Records of labeled points
——————
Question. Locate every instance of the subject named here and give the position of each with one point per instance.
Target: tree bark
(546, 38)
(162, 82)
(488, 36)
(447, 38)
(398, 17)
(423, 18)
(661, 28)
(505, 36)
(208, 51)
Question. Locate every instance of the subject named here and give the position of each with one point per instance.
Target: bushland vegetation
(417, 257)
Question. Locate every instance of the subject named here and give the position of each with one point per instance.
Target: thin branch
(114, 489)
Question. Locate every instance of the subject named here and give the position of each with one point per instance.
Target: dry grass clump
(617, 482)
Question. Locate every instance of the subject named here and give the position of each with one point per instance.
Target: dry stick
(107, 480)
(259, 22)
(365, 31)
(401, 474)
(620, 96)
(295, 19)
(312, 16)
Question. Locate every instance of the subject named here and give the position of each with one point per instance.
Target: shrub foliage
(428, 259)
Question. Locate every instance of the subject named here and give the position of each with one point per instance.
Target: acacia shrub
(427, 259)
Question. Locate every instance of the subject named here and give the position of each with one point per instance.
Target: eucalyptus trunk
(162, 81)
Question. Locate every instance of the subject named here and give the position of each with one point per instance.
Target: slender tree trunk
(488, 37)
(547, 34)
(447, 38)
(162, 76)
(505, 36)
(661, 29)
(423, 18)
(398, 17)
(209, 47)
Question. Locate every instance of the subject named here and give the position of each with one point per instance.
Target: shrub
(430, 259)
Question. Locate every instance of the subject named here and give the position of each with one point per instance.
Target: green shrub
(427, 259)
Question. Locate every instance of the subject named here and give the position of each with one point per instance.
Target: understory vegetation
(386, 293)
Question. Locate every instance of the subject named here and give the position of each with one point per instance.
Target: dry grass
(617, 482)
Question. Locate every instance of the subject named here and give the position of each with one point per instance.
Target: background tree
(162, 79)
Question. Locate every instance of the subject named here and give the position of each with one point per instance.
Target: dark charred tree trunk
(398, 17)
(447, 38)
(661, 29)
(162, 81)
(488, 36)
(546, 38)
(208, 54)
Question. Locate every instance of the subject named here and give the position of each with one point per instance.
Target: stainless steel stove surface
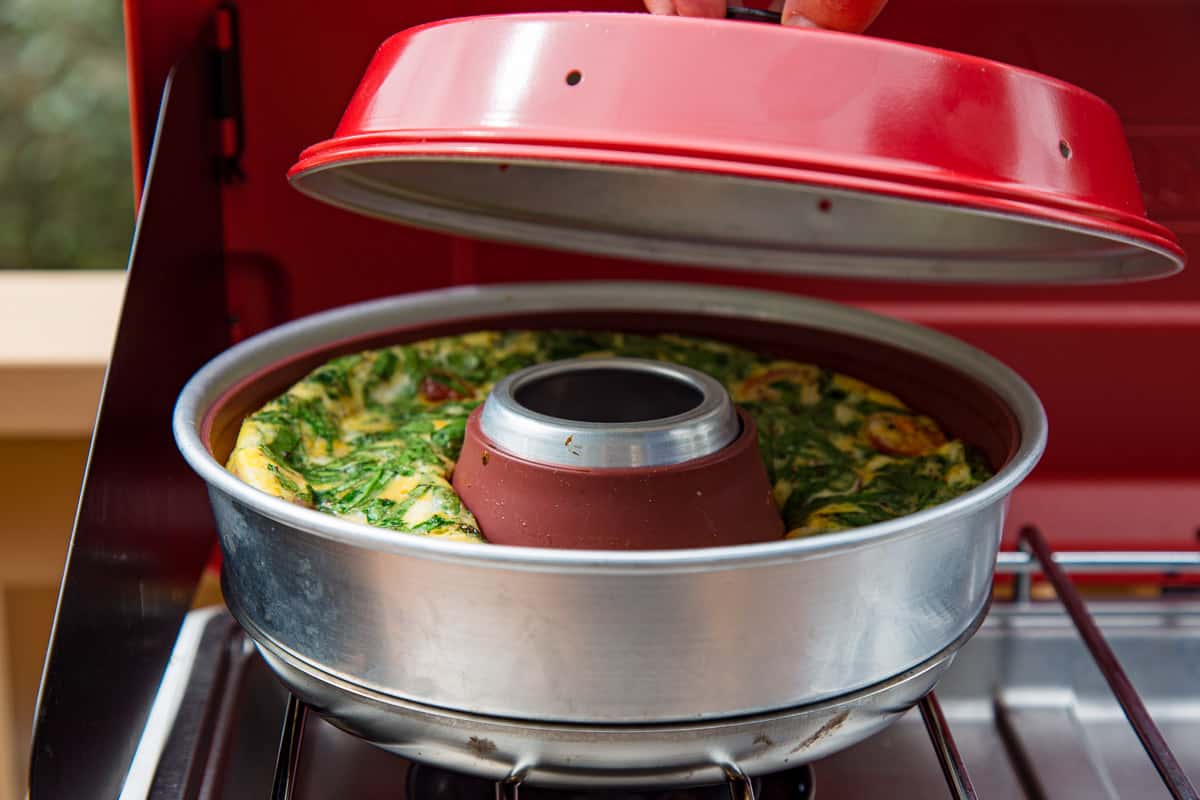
——————
Instructions to follow:
Transcribe the listing in full. Omit the pictures and keep every line exact.

Finished task:
Question. Locate every instance of the subject named here and give the position of each with one point per instance.
Target: tree bark
(546, 38)
(162, 82)
(488, 36)
(447, 38)
(398, 17)
(423, 18)
(661, 28)
(505, 36)
(208, 51)
Question. Locate every instance of the subject named here and give the position of each with one point per instance.
Target: bushland vegetation
(417, 257)
Question. Locate every instance of the subject named here and give the position of each with one point per instance.
Target: thin branch
(114, 489)
Question. Locate every instance of the subject named here and give the position of each with one point per instance.
Target: dry grass clump
(617, 482)
Question. Locate every instance of the subject named here and give the position of each with one point per instance.
Target: dry stick
(107, 480)
(259, 22)
(365, 31)
(401, 474)
(620, 96)
(295, 19)
(312, 16)
Question. Locate every instance of the subject named here and give the position of each with one point per instance.
Target: shrub foliage
(428, 259)
Question. Locate every instance of the subject named here and give the position of each with one point per instance.
Target: acacia shrub
(427, 259)
Question. Locate every instance of the subject named here and give the position of each with one point per instance.
Target: eucalyptus trunk
(162, 81)
Question. Locate every instance of the subject named here and give the position of each with one point per instance.
Target: slender tree trunk
(488, 37)
(547, 34)
(447, 38)
(162, 76)
(505, 36)
(661, 29)
(423, 18)
(398, 17)
(209, 47)
Question. Locate every instance of the subject named here and give the position of each with one point per instance.
Target: shrub
(430, 259)
Question. Locate every instance of the subject named here and give the position of each with one point per instance.
Target: green shrub
(427, 259)
Question. Locate every instance of the subject named here and give the position of each with one point per instance.
Target: understory vegetation
(386, 293)
Question. Locate every instance of the subject named here and give the position of each with one point per instance.
Target: dry grass
(617, 482)
Question. Locate every instance of the subject named here and give the position of each with one point per instance.
Target: background tree
(162, 79)
Question. Locate every instance of the subject named here and give the position of each with one point per instance.
Target: dark charred tree trunk
(398, 17)
(447, 38)
(661, 29)
(162, 81)
(488, 36)
(546, 38)
(208, 54)
Question. Locate every instance of the subject named here and give the position of each with one point per instance.
Target: stainless steel stove surface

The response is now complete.